# Task goal:
Print the items again, starting at the line that contains "[point] short blonde" and continuing through the last line of the items.

# Material provided:
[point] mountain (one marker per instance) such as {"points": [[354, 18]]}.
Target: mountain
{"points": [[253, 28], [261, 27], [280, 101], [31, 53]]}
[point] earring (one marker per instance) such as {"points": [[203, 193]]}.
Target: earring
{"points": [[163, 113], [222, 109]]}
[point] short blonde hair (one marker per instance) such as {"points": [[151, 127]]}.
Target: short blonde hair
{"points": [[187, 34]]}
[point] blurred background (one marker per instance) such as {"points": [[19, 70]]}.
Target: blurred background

# Written response:
[point] short blonde hair (one marker per instance) such as {"points": [[151, 127]]}.
Target: short blonde hair
{"points": [[187, 34]]}
[point] blurred background (one marker per instance) such as {"points": [[19, 70]]}.
Target: blurred background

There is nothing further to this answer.